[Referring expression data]
-*-
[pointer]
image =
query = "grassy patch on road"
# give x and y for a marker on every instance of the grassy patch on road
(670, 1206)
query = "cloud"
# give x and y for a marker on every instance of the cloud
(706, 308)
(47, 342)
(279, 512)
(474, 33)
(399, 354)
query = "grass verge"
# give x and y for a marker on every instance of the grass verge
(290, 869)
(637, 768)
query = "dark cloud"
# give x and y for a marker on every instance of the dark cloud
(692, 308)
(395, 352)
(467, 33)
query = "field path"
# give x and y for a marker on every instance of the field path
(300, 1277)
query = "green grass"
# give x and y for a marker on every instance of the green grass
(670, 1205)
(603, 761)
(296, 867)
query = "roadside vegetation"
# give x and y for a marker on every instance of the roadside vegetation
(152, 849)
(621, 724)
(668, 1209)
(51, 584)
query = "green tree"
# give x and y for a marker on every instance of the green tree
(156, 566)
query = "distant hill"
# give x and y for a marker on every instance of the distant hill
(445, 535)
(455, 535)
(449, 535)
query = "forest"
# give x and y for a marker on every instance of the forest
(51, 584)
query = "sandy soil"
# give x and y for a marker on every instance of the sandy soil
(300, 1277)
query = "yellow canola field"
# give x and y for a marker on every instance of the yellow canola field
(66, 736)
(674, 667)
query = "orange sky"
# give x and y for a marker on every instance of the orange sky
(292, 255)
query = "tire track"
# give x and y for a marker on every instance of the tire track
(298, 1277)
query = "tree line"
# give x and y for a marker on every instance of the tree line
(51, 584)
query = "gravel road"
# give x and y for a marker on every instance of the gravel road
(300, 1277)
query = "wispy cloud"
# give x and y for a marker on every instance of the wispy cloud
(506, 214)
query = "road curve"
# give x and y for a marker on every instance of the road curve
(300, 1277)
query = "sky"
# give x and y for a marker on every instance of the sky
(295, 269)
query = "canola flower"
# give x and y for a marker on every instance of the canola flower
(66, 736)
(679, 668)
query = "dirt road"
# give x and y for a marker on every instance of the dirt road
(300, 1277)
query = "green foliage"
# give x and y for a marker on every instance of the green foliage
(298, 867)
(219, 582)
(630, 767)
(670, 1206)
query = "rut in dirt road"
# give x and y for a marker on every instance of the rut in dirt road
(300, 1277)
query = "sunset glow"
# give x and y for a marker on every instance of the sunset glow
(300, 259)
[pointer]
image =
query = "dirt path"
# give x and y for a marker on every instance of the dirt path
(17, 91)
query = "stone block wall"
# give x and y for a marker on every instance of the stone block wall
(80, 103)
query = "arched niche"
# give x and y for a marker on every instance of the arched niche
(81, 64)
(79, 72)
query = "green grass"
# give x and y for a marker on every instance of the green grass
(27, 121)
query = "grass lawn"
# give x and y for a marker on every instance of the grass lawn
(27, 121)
-*-
WHAT YOU WILL DO: Give back each record exactly, from the first line through the last.

RESPONSE TO THE TASK:
[pointer]
image =
query = "grassy patch on road"
# give x and y for a marker on every instance of the grassy patch on road
(670, 1206)
query = "cloud"
# give x and y for a marker on every instance of the cloud
(706, 308)
(47, 342)
(279, 512)
(474, 33)
(399, 354)
query = "grass verge"
# give x and y for a marker on every instance of the grass verge
(290, 869)
(637, 768)
query = "dark cloud"
# give x and y for a marker on every instance of the dark cloud
(692, 308)
(395, 352)
(467, 33)
query = "field path"
# give x and y for a marker on every instance of the field path
(300, 1277)
query = "green grass"
# give x and y for a marker on every instance of the green grass
(670, 1205)
(603, 761)
(296, 867)
query = "roadside vegetation"
# give x and y for a marker on every instance of the roadside vegetation
(152, 849)
(621, 724)
(668, 1209)
(51, 584)
query = "green tree"
# give x and y for a marker on every instance of the green tree
(156, 566)
query = "distant hill"
# give x and y for a marker on every instance of the distant hill
(445, 535)
(455, 535)
(449, 535)
query = "forest"
# give x and y for a marker on every instance of the forest
(51, 584)
query = "sandy soil"
# give x and y for a marker on every instance of the sandy soil
(300, 1277)
query = "yellow canola field"
# give x and y for a marker on every instance of the yellow canola field
(66, 736)
(674, 667)
query = "orange sky"
# give x and y for a marker on every instance of the orange sky
(292, 255)
query = "tire track"
# give x and y for a marker on every instance of the tire track
(298, 1277)
query = "tree line"
# give x and y for a marker on every instance of the tree line
(51, 584)
query = "gravel road"
# give x and y for a marker on every instance of the gravel road
(300, 1277)
query = "wispy cloud"
# give x and y for a marker on every instance of the wispy cloud
(506, 214)
query = "road curve"
# give x and y for a marker on every instance of the road curve
(300, 1277)
query = "sky"
# give x and y for a marker on every instance of the sky
(295, 269)
query = "canola flower"
# give x and y for a marker on every instance of the canola flower
(66, 736)
(679, 668)
query = "dirt road"
# give x and y for a marker on every instance of the dirt road
(300, 1277)
query = "green foliage"
# give x and y for a marker on every instance of the green foliage
(298, 867)
(219, 582)
(630, 767)
(670, 1206)
query = "rut in dirt road"
# give x and y for a marker on every instance of the rut in dirt road
(300, 1277)
query = "sunset glow"
# give x and y for a marker on every instance of the sunset glow
(300, 259)
[pointer]
image =
query = "dirt path"
# give x and y for a marker on every instance of the dirt path
(17, 91)
query = "stone block wall"
# give x and y for a marker on every instance of the stone block wall
(80, 103)
query = "arched niche"
# give x and y for a marker on every instance of the arched niche
(81, 64)
(79, 72)
query = "green grass"
# give x and y for a marker on every instance of the green grass
(27, 121)
query = "grass lawn"
# give x and y for a marker on every instance of the grass lawn
(27, 121)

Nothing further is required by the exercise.